* _WORK TO COMPLETE_:
- A) According to the InTrust contingency planning guide, how often should InTrust Servers be backed up?
- B) In the InTrust contingency planning guide, shorten the paragraph that begins "Generally, Audit database failure" while keeping its main facts.
- C) List the components that the InTrust contingency planning guide strongly recommends backing up in its overview section.

* _PROVIDED TEXT_:
══════

Chat now with support
Chat with Support

InTrust 11.4.1 - Contingency Planning Guide

Contingency Planning Overview

Looking at any InTrust organization infrastructure, it is possible to determine the components which are the most critical for the InTrust operation. In case these components are damaged due to any kind of disaster, the whole system will fail, and valuable data will be irrevocably lost. So, it is strongly recommended that you back up the following:

  • InTrust Servers
  • Configuration Database
  • Repository

Generally, Audit database failure is not as critical as other components’ failures, because typical workflow presumes that data is collected to repository. Repository backup will help to restore your Audit database: after you recover the repository, you can easily import the necessary events into the database. However, it is recommended that you periodically back up your Audit database and other InTrust components, as described in this guide.

Backup Procedures for InTrust

To minimize the risk of irrevocable data loss, it is strongly recommended that you perform backup procedures for your InTrust components, as follows:

  • InTrust Servers: either weekly, or after new agents are added.
  • Configuration database: always after any configuration changes; periodically to take into account newly installed agents (daily backup recommended). Alternatively, set up configuration database replication, as described in Replication of the InTrust Configuration Database. This lets you ensure InTrust configuration consistency across the enterprise and increase you InTrust organization's fault tolerance.

══════

Rows from a pointing dataset:
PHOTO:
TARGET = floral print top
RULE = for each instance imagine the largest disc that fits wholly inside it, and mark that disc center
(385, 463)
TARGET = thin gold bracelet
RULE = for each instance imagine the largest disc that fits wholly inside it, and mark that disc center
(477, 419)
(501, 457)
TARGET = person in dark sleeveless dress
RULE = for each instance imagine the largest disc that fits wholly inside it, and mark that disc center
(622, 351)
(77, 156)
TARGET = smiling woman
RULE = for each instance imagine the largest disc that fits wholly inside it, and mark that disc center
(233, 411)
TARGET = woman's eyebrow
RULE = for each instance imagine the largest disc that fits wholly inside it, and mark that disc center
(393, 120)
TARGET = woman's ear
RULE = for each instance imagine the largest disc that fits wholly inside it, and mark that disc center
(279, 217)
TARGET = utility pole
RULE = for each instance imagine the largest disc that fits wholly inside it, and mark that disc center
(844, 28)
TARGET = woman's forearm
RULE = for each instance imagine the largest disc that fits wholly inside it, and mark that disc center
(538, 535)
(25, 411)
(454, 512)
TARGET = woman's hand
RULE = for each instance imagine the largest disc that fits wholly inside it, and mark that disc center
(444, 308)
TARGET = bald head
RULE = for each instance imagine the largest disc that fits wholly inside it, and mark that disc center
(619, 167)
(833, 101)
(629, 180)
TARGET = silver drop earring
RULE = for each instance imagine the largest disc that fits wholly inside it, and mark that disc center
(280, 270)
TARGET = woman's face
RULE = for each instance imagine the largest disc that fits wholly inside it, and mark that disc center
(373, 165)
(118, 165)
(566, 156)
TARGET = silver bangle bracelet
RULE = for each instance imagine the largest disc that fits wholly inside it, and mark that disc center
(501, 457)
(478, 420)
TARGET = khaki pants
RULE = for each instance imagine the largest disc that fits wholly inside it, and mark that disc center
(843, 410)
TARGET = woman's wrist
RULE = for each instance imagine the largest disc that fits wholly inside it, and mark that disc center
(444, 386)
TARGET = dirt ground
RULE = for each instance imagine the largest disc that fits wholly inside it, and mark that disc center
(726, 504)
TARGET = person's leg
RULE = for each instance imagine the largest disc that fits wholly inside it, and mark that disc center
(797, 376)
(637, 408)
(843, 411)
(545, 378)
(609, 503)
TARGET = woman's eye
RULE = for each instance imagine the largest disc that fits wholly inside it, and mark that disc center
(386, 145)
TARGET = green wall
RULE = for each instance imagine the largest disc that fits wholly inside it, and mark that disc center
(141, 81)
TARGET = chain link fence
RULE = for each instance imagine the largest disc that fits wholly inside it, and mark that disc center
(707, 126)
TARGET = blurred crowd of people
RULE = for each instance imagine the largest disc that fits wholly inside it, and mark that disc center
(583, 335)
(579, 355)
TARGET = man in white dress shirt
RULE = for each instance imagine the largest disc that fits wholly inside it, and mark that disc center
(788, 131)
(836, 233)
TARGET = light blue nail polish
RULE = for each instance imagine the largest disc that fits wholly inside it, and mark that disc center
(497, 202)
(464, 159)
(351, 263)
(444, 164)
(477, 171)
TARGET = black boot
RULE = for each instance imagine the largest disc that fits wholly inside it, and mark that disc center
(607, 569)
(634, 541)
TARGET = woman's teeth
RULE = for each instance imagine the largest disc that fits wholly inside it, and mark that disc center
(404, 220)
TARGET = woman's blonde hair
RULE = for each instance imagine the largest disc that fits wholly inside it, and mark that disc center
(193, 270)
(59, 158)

══════

* _EXPECTED RESULTS_:
- A) Either weekly or after new agents are added.

- B) An Audit database failure is usually less critical than failures of other components, because the typical workflow collects data to the repository. After the repository is recovered from backup, the needed events can be imported into the Audit database. Periodic backups of the Audit database and other InTrust components are still recommended.

- C)
- InTrust Servers
- Configuration Database
- Repository